## GOAL
Copy the listing below, replacing every "green stem" with "plant stalk" and leaving everything else the same.

>> begin ENTRIES

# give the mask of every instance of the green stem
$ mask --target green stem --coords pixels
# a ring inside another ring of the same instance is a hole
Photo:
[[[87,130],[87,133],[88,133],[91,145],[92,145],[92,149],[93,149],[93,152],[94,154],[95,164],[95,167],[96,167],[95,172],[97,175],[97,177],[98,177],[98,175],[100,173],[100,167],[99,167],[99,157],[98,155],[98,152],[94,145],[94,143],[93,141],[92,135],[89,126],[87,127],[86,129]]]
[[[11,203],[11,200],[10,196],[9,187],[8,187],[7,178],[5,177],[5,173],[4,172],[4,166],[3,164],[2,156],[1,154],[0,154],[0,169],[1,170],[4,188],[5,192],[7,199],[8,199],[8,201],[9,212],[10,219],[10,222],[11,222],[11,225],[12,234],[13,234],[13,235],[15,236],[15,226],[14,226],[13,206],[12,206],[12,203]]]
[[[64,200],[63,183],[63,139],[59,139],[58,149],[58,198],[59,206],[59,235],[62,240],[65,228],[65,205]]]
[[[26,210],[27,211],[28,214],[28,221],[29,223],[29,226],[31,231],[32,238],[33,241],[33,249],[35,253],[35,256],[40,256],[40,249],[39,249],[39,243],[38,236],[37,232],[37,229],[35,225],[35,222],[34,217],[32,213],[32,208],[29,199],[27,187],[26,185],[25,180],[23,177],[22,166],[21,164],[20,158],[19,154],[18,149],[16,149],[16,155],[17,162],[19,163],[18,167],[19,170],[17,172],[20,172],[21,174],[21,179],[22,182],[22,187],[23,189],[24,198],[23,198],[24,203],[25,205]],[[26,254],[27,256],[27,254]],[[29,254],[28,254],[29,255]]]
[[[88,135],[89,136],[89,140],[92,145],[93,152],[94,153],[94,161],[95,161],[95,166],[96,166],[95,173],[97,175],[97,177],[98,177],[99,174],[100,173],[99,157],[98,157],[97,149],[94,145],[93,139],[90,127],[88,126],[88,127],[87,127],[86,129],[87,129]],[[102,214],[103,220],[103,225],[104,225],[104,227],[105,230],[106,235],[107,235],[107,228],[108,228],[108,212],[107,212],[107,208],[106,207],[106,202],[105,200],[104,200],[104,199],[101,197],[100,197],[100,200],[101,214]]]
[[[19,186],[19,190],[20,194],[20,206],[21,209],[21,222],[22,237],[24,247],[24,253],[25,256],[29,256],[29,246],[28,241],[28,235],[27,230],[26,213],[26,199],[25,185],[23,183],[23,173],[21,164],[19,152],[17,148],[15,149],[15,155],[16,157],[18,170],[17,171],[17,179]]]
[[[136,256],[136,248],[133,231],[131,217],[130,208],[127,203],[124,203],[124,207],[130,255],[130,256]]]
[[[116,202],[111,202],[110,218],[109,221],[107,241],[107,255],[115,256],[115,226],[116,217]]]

>> end ENTRIES

## EXERCISE OUTPUT
# give the mask of every instance of the plant stalk
$ mask --target plant stalk --coords pixels
# a ring inside another ring of the same instance is a hole
Photo:
[[[87,130],[87,133],[88,133],[91,145],[92,145],[92,149],[93,149],[93,152],[94,154],[95,164],[95,167],[96,167],[95,172],[97,175],[97,177],[98,177],[98,175],[100,173],[100,167],[99,167],[99,157],[98,155],[98,152],[94,145],[94,143],[93,141],[92,135],[89,126],[87,127],[86,129]]]
[[[11,203],[11,200],[10,196],[9,187],[8,187],[7,178],[5,177],[5,173],[4,172],[4,166],[3,164],[2,156],[1,154],[0,154],[0,169],[1,170],[4,188],[5,192],[7,199],[8,199],[8,201],[9,212],[10,219],[10,222],[11,222],[11,225],[12,234],[13,234],[13,235],[15,236],[15,226],[14,226],[13,206],[12,206],[12,203]]]
[[[64,200],[63,183],[63,139],[59,139],[58,149],[58,198],[59,206],[59,235],[62,240],[65,228],[65,205]]]
[[[26,210],[27,211],[28,214],[28,221],[29,223],[29,226],[31,231],[32,238],[33,241],[33,249],[35,253],[35,256],[40,256],[40,249],[39,249],[39,243],[38,236],[37,232],[37,229],[35,225],[35,222],[34,217],[32,213],[32,208],[29,199],[27,187],[26,185],[25,180],[23,177],[22,166],[21,164],[20,158],[19,154],[18,149],[16,149],[16,155],[17,162],[19,163],[18,167],[19,170],[17,172],[20,172],[21,174],[21,179],[22,182],[22,187],[23,189],[24,198],[23,198],[24,203],[25,205]],[[26,254],[27,256],[27,254]],[[29,254],[28,254],[29,255]]]
[[[88,135],[89,136],[89,140],[92,145],[93,152],[94,153],[94,161],[95,161],[95,166],[96,166],[95,173],[97,175],[97,177],[98,177],[99,174],[100,173],[99,157],[98,157],[97,149],[94,145],[93,139],[90,127],[88,126],[88,127],[87,127],[86,129],[87,129]],[[102,214],[103,220],[103,225],[104,225],[104,227],[105,230],[106,235],[107,235],[107,228],[108,228],[108,212],[107,212],[107,208],[106,207],[106,202],[105,200],[104,200],[104,199],[101,197],[100,197],[100,200],[101,214]]]
[[[19,186],[19,190],[20,194],[20,206],[21,209],[21,222],[22,237],[24,247],[24,253],[25,256],[29,256],[29,246],[28,241],[28,235],[27,230],[26,213],[26,199],[25,185],[23,183],[23,173],[21,164],[19,152],[17,148],[15,149],[15,155],[16,157],[18,170],[17,171],[17,179]]]
[[[136,256],[136,248],[133,231],[131,217],[130,208],[127,203],[124,203],[124,207],[130,255],[130,256]]]
[[[116,202],[111,202],[110,218],[109,221],[107,241],[107,255],[115,256],[115,226],[116,217]]]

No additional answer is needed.